**WHAT IS EXPECTED:** Select every line of the material below that contains the string "white", matching case exactly. Copy each of those lines.

** start of EXERCISE INPUTS **

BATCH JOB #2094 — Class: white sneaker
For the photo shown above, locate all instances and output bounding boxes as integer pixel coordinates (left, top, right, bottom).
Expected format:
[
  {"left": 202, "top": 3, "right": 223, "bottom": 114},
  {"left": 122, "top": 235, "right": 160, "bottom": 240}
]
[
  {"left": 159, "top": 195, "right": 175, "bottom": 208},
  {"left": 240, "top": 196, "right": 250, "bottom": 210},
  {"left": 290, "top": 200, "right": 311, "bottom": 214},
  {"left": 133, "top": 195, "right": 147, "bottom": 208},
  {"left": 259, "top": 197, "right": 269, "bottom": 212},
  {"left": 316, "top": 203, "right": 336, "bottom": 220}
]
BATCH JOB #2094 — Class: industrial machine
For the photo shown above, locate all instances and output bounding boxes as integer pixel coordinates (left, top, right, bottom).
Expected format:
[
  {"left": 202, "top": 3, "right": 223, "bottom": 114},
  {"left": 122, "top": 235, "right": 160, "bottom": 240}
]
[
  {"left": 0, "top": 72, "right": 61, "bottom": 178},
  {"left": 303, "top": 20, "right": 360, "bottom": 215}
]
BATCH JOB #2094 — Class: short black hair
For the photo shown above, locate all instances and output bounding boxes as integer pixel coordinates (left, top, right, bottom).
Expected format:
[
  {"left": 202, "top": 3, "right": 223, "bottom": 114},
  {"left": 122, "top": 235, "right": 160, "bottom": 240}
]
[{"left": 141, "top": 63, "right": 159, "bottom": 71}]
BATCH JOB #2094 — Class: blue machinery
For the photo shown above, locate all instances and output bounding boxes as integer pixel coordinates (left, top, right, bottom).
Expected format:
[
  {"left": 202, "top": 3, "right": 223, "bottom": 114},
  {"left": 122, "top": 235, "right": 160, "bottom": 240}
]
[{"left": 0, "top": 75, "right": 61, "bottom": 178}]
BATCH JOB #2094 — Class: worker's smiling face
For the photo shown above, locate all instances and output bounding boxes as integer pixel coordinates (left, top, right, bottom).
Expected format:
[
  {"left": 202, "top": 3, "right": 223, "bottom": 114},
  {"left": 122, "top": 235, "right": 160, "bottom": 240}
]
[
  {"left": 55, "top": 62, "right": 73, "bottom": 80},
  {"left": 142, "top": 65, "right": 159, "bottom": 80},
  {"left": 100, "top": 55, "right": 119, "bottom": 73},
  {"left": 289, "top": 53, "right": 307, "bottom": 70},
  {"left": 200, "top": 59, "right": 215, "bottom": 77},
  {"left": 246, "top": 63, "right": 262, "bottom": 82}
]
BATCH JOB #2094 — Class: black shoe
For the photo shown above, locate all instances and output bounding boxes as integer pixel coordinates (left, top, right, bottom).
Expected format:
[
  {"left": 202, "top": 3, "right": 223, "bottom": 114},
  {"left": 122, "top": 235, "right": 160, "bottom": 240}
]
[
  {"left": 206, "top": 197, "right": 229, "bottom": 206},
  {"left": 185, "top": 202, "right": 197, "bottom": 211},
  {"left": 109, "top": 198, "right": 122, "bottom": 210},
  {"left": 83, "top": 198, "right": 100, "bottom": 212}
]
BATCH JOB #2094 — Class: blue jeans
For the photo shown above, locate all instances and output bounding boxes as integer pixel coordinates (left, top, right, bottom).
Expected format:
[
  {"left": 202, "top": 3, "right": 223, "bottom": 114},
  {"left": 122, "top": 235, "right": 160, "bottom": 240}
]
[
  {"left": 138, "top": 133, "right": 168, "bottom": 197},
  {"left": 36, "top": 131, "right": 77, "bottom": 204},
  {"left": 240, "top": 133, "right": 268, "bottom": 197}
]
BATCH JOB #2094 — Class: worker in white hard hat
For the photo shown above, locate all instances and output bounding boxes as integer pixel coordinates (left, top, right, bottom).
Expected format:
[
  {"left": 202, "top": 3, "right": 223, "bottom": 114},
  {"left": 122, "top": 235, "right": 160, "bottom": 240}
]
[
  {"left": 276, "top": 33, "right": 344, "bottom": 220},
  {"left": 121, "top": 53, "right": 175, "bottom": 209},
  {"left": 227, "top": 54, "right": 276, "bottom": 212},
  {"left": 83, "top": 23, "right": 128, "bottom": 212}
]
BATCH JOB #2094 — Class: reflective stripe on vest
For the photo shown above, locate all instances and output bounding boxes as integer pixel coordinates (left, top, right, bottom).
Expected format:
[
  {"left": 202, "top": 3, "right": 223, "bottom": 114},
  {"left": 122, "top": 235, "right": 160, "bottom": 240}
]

** end of EXERCISE INPUTS **

**CORRECT RESULT:**
BATCH JOB #2094 — Class: white sneaker
BATCH JOB #2094 — Class: worker in white hard hat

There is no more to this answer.